Work task -
Return the lines of the data below in which the string "grassy" occurs.

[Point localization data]

= = = =

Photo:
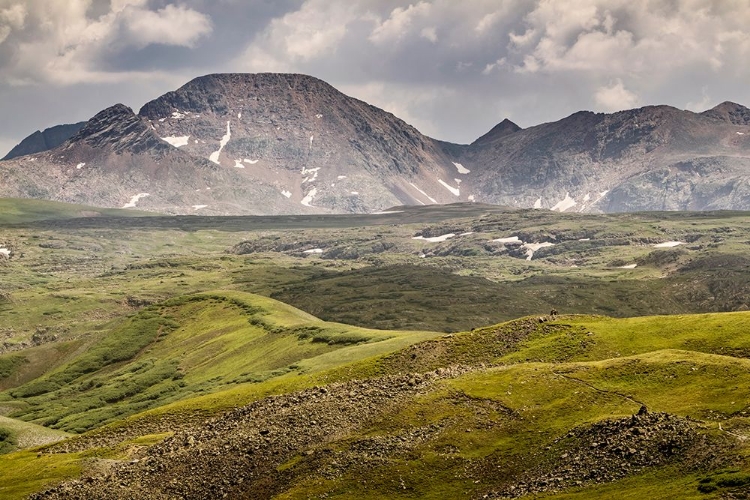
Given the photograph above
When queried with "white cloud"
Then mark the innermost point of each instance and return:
(57, 43)
(172, 25)
(615, 97)
(399, 23)
(430, 34)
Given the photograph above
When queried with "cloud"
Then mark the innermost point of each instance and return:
(399, 23)
(58, 43)
(615, 97)
(172, 25)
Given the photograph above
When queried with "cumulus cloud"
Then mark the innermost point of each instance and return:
(454, 69)
(615, 97)
(58, 43)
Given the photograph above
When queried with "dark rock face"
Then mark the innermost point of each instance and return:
(293, 144)
(43, 141)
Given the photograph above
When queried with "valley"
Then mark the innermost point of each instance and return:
(408, 353)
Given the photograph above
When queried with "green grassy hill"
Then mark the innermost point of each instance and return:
(185, 346)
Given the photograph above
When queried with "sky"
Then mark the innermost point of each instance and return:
(453, 69)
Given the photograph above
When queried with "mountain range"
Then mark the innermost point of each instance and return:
(287, 144)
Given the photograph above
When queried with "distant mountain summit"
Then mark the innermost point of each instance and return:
(44, 140)
(285, 143)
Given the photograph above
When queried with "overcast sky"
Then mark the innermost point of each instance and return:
(451, 68)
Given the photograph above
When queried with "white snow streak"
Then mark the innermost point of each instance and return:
(309, 197)
(425, 194)
(177, 141)
(668, 244)
(509, 239)
(224, 140)
(134, 200)
(455, 191)
(435, 239)
(461, 169)
(533, 247)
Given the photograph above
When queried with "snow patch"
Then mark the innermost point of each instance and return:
(134, 199)
(533, 247)
(435, 239)
(309, 197)
(313, 171)
(425, 194)
(565, 204)
(177, 141)
(461, 169)
(224, 140)
(455, 191)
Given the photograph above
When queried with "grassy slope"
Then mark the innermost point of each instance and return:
(191, 345)
(19, 211)
(566, 374)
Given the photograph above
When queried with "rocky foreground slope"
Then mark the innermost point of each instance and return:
(285, 143)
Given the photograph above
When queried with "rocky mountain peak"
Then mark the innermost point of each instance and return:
(119, 129)
(502, 129)
(44, 140)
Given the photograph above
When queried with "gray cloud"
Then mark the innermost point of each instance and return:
(453, 69)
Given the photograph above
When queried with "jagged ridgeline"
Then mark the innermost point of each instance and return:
(292, 144)
(526, 407)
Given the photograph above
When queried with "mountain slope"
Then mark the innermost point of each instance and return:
(651, 158)
(581, 406)
(304, 138)
(286, 143)
(44, 140)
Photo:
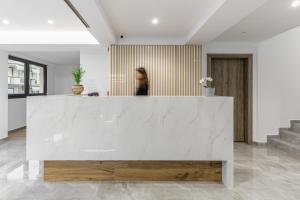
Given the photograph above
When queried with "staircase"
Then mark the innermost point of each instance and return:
(288, 138)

= = = =

Output -
When queried with "green grassy hill"
When queried with "grassy slope"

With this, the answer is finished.